TO DO — Write out the material again, every line as it stands, starting at the line containing "point: apartment building" and ending at the end of the material, but shift each x and y point coordinate by -149.

RECORDS TO USE —
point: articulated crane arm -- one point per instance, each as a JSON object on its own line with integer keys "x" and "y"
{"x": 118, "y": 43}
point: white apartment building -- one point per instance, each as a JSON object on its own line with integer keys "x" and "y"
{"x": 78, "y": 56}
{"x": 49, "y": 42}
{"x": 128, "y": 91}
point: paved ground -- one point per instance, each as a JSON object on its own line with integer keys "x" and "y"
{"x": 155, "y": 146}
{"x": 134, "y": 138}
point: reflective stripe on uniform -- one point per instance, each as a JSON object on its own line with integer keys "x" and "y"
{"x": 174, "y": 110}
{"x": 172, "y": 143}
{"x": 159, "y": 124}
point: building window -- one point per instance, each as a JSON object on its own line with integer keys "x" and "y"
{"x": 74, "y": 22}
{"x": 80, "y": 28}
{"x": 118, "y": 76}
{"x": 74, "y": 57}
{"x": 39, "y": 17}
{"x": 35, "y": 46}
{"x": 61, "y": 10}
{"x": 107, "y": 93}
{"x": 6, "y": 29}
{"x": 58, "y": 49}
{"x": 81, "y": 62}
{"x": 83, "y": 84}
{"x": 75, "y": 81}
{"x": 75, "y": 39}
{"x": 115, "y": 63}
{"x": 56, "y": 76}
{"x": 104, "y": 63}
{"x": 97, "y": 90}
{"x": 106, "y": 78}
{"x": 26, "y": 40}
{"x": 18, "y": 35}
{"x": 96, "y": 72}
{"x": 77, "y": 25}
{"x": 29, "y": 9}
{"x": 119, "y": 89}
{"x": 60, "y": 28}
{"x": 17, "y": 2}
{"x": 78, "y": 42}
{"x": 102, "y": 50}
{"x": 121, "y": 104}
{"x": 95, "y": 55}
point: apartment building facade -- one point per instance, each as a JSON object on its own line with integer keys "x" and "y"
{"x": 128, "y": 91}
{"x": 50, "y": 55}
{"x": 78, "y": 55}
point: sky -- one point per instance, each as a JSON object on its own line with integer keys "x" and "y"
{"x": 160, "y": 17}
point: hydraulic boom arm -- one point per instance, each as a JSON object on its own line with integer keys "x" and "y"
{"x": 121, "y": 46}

THE RESULT —
point: apartment building facade -- one point per instance, each as a JSON object on its own line with integer keys "x" and "y"
{"x": -21, "y": -58}
{"x": -99, "y": -94}
{"x": -71, "y": -94}
point: sky -- one point per instance, each as a JSON object on its own line with integer keys "x" and "y"
{"x": 11, "y": -132}
point: hydraulic boom arm -- one point per instance, each as a JSON object on its own line with integer keys "x" and "y"
{"x": -28, "y": -103}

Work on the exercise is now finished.